What needs to be done:
Search each line below for the word "format" and list those that contain it.

————

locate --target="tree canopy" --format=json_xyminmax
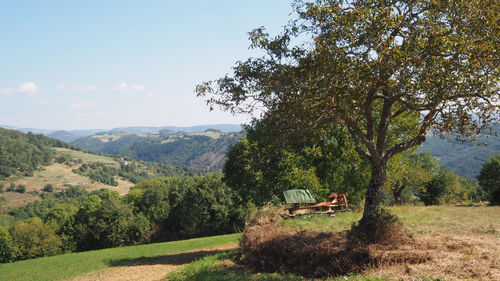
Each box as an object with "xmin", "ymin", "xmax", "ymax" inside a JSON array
[{"xmin": 197, "ymin": 0, "xmax": 499, "ymax": 223}]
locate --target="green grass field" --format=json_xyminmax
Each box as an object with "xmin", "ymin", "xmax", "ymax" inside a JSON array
[
  {"xmin": 0, "ymin": 233, "xmax": 240, "ymax": 281},
  {"xmin": 281, "ymin": 205, "xmax": 500, "ymax": 237},
  {"xmin": 53, "ymin": 147, "xmax": 118, "ymax": 166}
]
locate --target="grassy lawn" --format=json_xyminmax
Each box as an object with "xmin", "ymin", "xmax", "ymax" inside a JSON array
[
  {"xmin": 281, "ymin": 205, "xmax": 500, "ymax": 237},
  {"xmin": 0, "ymin": 233, "xmax": 240, "ymax": 281}
]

————

Solved exercise:
locate --target="tree canopy" --format=json_xyminmax
locate --target="green grass field" --format=json_xyminmax
locate --target="grassy lawn" --format=json_xyminmax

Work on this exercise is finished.